* EXERCISE REQUIREMENTS
Copy the entries below word for word, with nothing changed or left out.

## BEGIN

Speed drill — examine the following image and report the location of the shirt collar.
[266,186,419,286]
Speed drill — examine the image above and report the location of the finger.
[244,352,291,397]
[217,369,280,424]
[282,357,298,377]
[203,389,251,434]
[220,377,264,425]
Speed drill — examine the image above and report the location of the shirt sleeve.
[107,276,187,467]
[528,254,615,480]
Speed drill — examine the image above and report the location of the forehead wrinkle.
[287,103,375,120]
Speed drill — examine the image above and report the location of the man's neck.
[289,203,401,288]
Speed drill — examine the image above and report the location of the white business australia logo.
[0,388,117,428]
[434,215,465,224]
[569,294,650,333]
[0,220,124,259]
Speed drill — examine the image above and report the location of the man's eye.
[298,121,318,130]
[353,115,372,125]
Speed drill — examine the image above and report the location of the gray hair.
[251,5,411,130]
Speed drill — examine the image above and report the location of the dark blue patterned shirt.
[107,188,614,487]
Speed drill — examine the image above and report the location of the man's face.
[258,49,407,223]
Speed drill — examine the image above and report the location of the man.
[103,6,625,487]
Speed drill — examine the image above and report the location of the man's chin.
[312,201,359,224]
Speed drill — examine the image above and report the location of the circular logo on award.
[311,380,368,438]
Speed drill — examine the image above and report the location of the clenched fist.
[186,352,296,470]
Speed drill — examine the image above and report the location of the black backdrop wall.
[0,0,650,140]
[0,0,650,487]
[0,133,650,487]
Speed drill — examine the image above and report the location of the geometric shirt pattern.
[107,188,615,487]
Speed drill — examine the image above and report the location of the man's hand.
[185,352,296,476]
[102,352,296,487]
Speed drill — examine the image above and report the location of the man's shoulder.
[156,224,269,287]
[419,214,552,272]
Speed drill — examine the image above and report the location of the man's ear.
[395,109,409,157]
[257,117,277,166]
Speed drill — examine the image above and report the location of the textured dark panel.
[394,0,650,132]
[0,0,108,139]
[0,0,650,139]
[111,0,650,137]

## END

* OUTPUT
Speed drill — examine the following image and report the location of the shirt collar.
[266,186,419,286]
Speed drill — examine the image above and report the location of the finger.
[244,352,291,397]
[217,369,280,424]
[282,357,298,377]
[203,389,251,434]
[220,377,264,425]
Speed drill — examine the image above and report the location of the shirt sleeve.
[107,276,187,467]
[528,254,615,480]
Speed drill — examine the image above and report the location of the forehead wrinkle.
[287,103,375,120]
Speed drill — examine the image above and report the location of the man's neck.
[289,203,401,288]
Speed drill — examine the image above and report the location of the white business australia logo.
[0,388,117,428]
[434,215,465,224]
[569,294,650,333]
[0,220,124,259]
Speed drill — examine the image above and report the location of the man's eye.
[298,121,318,130]
[353,115,372,125]
Speed drill — examine the image above and report the location of the gray hair.
[251,5,411,130]
Speed drill — examine the image above and report the location of the dark blue patterned shirt.
[107,188,614,487]
Speed drill — examine the image above and report the location of the man's face.
[258,49,407,223]
Speed drill — examine the image above and report the location of the man.
[103,6,625,487]
Speed drill — examine the image above and report the location of the man's chin.
[312,201,359,224]
Speed drill — examine the image above and report the location of the circular logo on award.
[311,380,368,438]
Speed drill — examine the image above and report the location of the clenched fist.
[186,352,296,470]
Speed drill — examine the image above and report the location of the black backdrop wall.
[0,0,650,140]
[0,0,650,487]
[0,133,650,487]
Speed drill — examine the image above and report the location of the geometric shirt pattern.
[107,188,615,487]
Speed drill — examine the image above and report the location of the man's hand.
[185,352,296,476]
[102,352,296,487]
Speed drill — examine the image above and report the location of the man's shoulder.
[156,224,269,287]
[419,214,552,272]
Speed drill — examine the image above and report the location of the man's ear.
[395,109,409,157]
[257,117,277,166]
Speed drill — examine the image above and report the location of the textured dark panel.
[394,0,650,132]
[0,0,108,139]
[0,0,650,139]
[111,0,650,137]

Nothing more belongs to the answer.